■ **Exercise objective**:
Set down the entries once more exactly as they were written.
= = = = = = =
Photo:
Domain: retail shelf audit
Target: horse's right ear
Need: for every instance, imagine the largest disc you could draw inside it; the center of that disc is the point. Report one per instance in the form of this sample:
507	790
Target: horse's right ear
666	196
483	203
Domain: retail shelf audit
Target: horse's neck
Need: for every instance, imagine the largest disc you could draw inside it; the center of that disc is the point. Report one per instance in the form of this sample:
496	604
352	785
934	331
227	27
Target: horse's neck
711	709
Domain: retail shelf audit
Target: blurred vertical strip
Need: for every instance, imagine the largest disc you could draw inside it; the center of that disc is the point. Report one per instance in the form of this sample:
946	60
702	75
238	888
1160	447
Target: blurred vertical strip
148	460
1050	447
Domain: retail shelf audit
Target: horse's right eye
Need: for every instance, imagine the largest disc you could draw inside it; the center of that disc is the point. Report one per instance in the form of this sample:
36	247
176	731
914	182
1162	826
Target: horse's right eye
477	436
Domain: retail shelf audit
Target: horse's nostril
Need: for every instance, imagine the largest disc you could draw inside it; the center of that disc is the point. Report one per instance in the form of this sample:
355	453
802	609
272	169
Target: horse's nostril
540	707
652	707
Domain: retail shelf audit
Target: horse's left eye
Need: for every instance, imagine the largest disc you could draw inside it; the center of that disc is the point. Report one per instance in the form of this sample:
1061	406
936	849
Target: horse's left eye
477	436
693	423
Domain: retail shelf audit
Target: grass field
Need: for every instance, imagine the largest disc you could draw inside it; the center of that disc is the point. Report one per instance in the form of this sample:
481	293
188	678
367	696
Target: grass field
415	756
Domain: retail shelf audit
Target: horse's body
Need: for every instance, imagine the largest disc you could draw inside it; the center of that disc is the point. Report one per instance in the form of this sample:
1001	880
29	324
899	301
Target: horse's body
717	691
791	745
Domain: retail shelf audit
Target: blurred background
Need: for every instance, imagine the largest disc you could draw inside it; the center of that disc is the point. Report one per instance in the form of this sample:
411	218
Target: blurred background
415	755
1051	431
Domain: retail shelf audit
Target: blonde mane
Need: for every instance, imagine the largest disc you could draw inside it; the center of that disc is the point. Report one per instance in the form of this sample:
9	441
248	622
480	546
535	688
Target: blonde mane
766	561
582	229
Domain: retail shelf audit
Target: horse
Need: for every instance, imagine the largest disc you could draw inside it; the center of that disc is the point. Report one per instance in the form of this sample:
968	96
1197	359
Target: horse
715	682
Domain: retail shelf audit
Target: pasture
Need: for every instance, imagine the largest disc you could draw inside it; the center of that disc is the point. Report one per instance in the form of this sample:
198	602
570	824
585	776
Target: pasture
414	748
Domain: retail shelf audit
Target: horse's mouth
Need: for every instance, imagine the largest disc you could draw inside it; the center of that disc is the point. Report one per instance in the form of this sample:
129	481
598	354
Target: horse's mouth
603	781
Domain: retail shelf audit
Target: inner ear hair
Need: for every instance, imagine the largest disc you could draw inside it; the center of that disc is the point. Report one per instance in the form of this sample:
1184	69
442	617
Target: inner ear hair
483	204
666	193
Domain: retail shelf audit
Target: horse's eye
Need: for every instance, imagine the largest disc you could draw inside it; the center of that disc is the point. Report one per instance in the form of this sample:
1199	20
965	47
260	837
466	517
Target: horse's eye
= = = = = = =
■ **Solution to the exercise**:
Photo:
Domain: retail shelf audit
Target: horse's right ear
Need: for every instance, imagine the largest disc you could draw inside it; the center of that disc is the point. Report one per instance in the form of this sample:
507	790
Target: horse's right ear
666	196
483	203
Domain: retail shelf audit
Target: horse's neck
Need: for every instance, imagine the largest disc you could draw inside it; the center of that disc is the point. Report one per instance in the form of this sample:
496	604
352	785
934	331
227	27
Target: horse's neck
711	709
Domain: retail shelf audit
Target: blurred vertical strip
Need: for every instance, imagine the largest disc you could draw inside it; the center of that disc is the point. Report one per instance in the form of this sample:
946	60
702	75
238	888
1160	447
Target: blurred vertical strip
148	460
1050	447
Domain: retail shelf audit
Target: horse's right eye
Need: for every instance, imagine the largest disc you could draw inside it; the center of that disc is the point. Report one per instance in the form of this sample:
36	247
176	731
914	182
1162	826
Target: horse's right eye
477	436
Domain: retail shelf audit
Target: horse's nostril
Need: for every instance, imagine the largest disc you could draw inside it; the center of that disc is the point. Report one per instance in the form of this sample:
355	453
802	609
272	169
Target: horse's nostril
540	707
652	707
Domain: retail shelf audit
Target: horse's left eye
Need: for every instance, imagine the largest disc you could draw inside it; the center of that disc is the point. Report one per instance in the form of this sample:
1061	406
936	849
Target: horse's left eye
477	436
693	423
Domain: retail shelf audit
Target: grass field
Need: for every instance, imagine the largest disc you could draw inside it; the center of that disc is the point. Report one per instance in the form of this sample:
481	293
188	678
367	696
Target: grass field
415	756
Domain: retail shelf audit
Target: horse's body
Need: for every instance, imagine the largest disc you could draw inside it; the center of that disc is the point. Report one per instance in the form of this sample:
1001	880
29	324
899	301
Target: horse's body
717	691
791	745
Domain: retail shelf audit
Target: blurred background
Need: for every instance, imagine the largest disc you could draw inside it; the center of that disc is the point. Report one per instance in the form of this sample:
411	218
Target: blurred background
415	755
1051	431
Domain: retail shelf audit
Target: blonde mane
Need: for every instance, imagine the largest disc you could draw inside it; the center of that disc is the point. Report one per instance in the form of this sample:
9	441
248	622
480	546
535	688
Target: blonde mane
766	561
582	229
Domain: retail shelf audit
Target: horse
Need: for every instance, imagine the largest disc you could draw inside it; the center of that disc is the point. Report one per instance in the form of this sample:
968	96
1197	359
Target: horse
715	682
Domain: retail shelf audit
Target: pasture
Need: for every instance, imagine the largest disc you could draw inside it; the center of that disc is the point. Report one per instance in the form of this sample:
198	602
570	824
585	776
Target: pasture
414	748
Domain: retail shelf audit
Target: horse's mouth
Need: for every instance, imagine the largest disc you could draw inside it; the center of that disc is the point. Report one per instance in the form of this sample:
129	481
598	354
Target: horse's mouth
603	781
Domain: retail shelf audit
Target: inner ear hair
Need: for every instance, imagine the largest disc you could draw inside it; the center of that disc is the point. Report one per instance in the form of this sample:
1184	69
442	617
Target: inner ear hair
483	204
666	193
Domain: retail shelf audit
Target: horse's eye
Need: for every instance, imagine the largest disc you could draw inside it; the center of that disc is the point. Report one per instance in the form of this sample:
1199	20
965	47
260	837
466	517
Target: horse's eye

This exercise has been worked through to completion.